JOB A:
Please condense the paragraph of the excerpt that begins "I read a great quote, actually" into a short bulleted list that keeps its main facts.

And not intentional selfishness, right? Not this kind of intent to harm others, but we’ve lived our whole lives being selfish beings. And we don’t realize that only through working to eliminate the suffering of others do we really eliminate our own suffering.

I read a great quote, actually, just this morning, that deals with this kind of idea. And it was from a book called, The Sum of Us: What Racism Costs Everyone and How We Can Prosper Together by Heather McGee. It was just published this year, in 2021. And she’s the chairman of Color of Change, which is the country’s largest racial justice online organization.

And this is from the introduction to her book. She says, “I didn’t set out to write about the moral costs of racism, but they kept showing themselves. There is a psychic and emotional cost to the tight rope that white people walk, clutching their identity as good people, when all around them is suffering that they don’t know how to stop, but that is done, it seems, in their name and for their benefit. The forces of division seek to harden this guilt into racial resentment. But I met people who’d been liberated by facing the truth and working toward racial healing in their communities.”

JOB B:
How many lines in the listing below contain the string "striped"? Reply with the number alone.

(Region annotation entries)
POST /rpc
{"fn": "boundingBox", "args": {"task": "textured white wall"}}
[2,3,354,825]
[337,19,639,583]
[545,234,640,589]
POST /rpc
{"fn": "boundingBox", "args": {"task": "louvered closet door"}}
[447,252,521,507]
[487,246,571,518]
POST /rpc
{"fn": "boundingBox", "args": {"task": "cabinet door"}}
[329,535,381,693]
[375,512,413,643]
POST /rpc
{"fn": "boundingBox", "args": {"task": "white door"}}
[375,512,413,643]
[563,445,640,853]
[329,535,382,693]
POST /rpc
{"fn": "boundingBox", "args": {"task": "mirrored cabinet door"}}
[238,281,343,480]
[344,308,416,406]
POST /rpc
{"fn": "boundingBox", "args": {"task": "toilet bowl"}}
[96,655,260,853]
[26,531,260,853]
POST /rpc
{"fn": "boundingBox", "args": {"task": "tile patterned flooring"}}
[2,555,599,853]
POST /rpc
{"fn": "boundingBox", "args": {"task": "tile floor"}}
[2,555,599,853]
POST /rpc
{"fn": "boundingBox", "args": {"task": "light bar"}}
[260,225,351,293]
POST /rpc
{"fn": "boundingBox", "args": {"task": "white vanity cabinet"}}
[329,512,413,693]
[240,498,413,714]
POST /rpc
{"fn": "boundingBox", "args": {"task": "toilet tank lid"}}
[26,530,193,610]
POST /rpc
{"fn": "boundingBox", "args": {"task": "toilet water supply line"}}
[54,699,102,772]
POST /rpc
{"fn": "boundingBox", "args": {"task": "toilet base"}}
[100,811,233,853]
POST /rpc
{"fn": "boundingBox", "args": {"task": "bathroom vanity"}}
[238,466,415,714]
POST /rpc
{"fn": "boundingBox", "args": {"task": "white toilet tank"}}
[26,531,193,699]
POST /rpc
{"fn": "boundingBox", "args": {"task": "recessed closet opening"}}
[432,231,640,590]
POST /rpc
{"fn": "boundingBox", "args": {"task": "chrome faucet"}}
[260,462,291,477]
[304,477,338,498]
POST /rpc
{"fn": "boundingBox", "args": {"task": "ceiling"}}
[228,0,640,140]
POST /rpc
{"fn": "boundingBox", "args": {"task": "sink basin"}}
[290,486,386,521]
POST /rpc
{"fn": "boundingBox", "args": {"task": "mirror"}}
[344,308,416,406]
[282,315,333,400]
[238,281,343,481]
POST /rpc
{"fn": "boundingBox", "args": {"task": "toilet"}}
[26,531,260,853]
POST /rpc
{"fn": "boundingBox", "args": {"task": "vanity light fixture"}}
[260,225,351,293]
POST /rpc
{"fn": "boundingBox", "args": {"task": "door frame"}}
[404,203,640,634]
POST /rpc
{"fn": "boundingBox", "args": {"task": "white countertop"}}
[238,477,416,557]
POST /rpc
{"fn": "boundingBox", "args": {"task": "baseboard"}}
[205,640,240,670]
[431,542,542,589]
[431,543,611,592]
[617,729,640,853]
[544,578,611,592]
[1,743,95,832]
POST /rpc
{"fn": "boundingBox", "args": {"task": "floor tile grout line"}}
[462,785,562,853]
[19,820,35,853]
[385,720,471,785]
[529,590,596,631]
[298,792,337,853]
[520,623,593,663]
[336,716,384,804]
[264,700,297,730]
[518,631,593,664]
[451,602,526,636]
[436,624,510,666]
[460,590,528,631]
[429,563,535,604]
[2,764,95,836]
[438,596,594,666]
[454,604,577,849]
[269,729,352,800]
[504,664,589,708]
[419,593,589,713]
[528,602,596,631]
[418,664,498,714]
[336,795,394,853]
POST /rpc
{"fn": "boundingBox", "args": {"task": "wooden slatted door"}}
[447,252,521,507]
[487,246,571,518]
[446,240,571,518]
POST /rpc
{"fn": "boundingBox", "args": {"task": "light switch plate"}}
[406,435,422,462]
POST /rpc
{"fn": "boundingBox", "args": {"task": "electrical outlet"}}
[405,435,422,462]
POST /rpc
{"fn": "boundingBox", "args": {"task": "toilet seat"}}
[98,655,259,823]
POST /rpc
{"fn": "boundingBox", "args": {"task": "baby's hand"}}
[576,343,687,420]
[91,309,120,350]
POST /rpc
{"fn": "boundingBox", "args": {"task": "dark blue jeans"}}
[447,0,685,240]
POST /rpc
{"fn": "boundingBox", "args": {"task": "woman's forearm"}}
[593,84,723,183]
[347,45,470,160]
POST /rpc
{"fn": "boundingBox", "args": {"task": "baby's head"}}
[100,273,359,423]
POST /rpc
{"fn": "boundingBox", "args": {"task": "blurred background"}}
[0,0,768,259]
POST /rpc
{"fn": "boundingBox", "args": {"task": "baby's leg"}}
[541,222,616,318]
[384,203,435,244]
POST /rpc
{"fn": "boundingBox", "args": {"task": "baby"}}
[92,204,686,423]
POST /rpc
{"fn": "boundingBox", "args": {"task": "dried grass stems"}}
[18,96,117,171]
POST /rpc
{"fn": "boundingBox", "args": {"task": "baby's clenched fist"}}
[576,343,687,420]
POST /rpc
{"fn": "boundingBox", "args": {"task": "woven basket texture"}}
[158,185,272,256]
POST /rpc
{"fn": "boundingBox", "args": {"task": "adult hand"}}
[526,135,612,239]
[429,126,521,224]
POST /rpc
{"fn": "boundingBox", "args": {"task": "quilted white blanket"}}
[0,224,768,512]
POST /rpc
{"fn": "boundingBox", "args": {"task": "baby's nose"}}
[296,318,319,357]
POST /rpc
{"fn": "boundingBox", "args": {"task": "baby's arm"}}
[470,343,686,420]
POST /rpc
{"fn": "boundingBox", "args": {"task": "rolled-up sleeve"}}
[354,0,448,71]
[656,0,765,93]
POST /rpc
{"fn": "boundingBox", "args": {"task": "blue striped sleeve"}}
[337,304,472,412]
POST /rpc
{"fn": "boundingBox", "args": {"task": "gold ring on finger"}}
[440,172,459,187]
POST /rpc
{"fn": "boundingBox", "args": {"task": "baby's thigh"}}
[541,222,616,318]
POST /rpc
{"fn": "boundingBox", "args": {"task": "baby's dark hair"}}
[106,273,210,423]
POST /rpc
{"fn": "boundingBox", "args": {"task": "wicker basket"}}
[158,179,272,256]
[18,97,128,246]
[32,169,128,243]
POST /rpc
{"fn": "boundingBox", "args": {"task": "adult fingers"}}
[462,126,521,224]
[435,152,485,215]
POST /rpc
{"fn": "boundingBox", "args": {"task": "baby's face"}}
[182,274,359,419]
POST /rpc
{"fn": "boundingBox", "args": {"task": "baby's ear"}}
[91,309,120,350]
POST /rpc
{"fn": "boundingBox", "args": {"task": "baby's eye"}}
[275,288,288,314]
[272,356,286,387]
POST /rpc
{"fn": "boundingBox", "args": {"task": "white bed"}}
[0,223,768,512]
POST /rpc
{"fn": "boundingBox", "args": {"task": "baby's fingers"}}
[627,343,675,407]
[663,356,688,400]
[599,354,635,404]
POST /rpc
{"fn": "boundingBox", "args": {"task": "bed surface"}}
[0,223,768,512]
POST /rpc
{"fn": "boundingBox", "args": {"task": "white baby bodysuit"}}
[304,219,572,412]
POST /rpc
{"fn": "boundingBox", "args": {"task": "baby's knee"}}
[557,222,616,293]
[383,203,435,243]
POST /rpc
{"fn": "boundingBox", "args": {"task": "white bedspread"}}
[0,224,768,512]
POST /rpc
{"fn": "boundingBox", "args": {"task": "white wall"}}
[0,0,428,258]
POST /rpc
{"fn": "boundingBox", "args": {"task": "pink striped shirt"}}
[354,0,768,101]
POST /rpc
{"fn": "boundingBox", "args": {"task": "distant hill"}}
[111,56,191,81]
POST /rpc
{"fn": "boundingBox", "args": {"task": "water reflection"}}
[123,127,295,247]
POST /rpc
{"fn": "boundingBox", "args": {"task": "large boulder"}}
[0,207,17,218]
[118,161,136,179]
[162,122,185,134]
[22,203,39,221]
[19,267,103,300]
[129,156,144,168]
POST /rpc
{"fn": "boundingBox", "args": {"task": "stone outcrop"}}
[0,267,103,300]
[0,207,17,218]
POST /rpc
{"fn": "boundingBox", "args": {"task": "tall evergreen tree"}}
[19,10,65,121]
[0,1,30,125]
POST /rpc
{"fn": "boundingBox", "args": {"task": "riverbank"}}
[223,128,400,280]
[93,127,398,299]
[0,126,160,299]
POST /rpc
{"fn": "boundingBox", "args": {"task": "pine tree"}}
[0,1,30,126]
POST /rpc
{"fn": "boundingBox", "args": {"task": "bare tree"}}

CORRECT RESPONSE A:
- The speaker read a quote that morning touching on this idea.
- It came from The Sum of Us: What Racism Costs Everyone and How We Can Prosper Together by Heather McGee, published in 2021.
- McGee is the chairman of Color of Change, the country's largest racial justice online organization.

CORRECT RESPONSE B:
2